- _Exercise aim_
Write out only the tail of the records, beginning at the line containing "Locate the bare" and including the last line, exactly as written.

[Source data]
○ ○ ○ ○ ○ ○ ○

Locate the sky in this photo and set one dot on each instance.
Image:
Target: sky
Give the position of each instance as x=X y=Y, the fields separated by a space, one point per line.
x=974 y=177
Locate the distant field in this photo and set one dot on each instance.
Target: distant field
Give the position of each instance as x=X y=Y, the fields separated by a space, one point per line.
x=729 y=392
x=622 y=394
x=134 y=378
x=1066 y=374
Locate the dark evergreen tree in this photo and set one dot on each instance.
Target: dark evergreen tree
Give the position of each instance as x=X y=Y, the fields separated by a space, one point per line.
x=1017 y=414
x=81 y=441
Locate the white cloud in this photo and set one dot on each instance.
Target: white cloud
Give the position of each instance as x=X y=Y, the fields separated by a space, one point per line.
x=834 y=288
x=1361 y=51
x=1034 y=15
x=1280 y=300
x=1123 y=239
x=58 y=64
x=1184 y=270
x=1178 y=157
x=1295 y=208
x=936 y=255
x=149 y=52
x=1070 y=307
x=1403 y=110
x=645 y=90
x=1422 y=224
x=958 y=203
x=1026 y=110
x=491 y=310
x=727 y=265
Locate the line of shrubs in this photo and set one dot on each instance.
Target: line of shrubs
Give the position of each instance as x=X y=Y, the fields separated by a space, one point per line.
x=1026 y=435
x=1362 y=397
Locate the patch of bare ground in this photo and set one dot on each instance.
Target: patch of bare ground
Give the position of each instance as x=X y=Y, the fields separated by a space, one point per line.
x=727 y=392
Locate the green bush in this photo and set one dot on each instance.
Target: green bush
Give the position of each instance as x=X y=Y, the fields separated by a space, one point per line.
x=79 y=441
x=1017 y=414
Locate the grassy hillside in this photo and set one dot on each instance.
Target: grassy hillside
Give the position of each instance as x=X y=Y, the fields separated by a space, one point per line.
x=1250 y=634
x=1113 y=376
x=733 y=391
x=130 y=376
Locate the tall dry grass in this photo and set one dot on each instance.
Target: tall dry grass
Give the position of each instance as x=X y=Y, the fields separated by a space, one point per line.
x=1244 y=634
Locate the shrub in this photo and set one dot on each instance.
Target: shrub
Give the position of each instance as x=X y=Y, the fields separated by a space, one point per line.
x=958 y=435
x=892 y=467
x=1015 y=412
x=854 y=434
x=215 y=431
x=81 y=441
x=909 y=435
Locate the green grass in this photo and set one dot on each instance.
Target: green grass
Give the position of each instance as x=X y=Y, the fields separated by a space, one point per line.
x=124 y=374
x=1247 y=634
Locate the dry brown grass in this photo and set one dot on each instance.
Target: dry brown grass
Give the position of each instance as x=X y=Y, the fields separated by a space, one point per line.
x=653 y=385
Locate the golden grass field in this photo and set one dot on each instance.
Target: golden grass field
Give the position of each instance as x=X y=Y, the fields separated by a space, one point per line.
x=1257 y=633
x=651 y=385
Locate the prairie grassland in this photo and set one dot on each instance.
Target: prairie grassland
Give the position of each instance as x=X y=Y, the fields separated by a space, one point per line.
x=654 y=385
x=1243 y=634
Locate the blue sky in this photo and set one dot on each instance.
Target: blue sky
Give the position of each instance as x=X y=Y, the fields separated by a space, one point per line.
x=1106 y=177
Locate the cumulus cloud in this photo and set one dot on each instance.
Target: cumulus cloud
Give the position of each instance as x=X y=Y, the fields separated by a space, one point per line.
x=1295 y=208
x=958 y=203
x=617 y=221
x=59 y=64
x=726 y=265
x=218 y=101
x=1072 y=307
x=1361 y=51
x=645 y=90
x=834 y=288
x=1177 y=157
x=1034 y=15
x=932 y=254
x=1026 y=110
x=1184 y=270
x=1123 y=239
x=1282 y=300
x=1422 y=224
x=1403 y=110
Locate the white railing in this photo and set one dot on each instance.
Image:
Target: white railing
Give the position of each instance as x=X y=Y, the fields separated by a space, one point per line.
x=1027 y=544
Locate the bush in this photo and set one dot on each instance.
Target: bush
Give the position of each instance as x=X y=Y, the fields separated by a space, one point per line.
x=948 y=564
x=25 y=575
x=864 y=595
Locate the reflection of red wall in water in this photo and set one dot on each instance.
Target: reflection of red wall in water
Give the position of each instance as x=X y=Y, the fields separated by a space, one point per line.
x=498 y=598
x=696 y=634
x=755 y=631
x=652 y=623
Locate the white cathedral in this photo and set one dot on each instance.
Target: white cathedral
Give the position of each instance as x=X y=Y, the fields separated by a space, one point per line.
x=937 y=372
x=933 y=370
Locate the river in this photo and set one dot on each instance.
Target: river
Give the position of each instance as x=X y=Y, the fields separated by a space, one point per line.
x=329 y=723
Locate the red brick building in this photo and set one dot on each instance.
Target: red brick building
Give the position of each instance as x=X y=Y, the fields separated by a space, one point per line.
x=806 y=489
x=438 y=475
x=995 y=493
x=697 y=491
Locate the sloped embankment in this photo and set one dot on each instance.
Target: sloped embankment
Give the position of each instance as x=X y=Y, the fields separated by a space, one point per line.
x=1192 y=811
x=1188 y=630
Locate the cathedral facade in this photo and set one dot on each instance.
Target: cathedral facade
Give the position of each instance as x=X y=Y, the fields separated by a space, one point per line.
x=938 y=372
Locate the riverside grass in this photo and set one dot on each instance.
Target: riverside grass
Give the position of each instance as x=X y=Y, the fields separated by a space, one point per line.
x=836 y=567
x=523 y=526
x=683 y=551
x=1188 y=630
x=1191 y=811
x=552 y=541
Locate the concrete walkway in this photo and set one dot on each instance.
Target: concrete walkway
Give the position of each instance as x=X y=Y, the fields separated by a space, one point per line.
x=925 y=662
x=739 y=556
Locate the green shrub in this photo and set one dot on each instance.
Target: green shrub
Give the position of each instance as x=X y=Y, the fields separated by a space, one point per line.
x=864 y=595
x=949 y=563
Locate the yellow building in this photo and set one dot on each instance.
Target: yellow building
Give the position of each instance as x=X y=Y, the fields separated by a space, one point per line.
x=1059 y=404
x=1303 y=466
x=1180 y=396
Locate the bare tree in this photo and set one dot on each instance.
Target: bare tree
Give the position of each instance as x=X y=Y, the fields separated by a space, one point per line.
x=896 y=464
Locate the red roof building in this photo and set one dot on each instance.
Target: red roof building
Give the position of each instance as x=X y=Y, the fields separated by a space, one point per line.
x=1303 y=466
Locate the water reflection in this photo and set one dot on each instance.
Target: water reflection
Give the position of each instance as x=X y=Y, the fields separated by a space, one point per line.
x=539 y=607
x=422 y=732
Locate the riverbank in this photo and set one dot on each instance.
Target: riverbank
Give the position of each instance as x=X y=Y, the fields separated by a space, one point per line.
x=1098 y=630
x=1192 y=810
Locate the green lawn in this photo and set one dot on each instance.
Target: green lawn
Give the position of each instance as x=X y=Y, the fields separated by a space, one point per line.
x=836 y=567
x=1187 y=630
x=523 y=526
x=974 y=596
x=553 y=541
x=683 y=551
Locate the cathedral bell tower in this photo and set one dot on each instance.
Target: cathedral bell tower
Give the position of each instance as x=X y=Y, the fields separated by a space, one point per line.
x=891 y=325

○ ○ ○ ○ ○ ○ ○

- _Written solution_
Locate the bare tree in this photo and set one dot on each instance.
Target: bare tree
Give the position of each instance as x=X y=Y, the fields separated by a space, one point per line.
x=896 y=464
Locate the red roof building in this photo and set one dot on each instance.
Target: red roof building
Give the position of each instance as x=X y=Y, the fields separated by a space, one point per line.
x=1303 y=466
Locate the water reflection in this photo and set one dot on each instance.
Target: water reflection
Give the position of each instance as x=X y=Y, the fields separated by a space, one point per line.
x=539 y=607
x=422 y=732
Locate the riverbank in this photo and set one dot on each instance.
Target: riverbank
Give the position of each instance as x=X y=Y, the fields separated by a space, one point per line.
x=1098 y=630
x=1192 y=810
Locate the green lawn in this photo and set one dot on each instance.
Target: green lawn
Give the position of each instance as x=X y=Y, the fields separated by a space, one point per line.
x=836 y=567
x=1187 y=630
x=523 y=526
x=974 y=596
x=553 y=541
x=683 y=551
Locate the cathedral bell tower in this photo and set one dot on each instance.
Target: cathedral bell tower
Give the position of each instance as x=X y=Y, the fields separated by a space, one point per line.
x=891 y=325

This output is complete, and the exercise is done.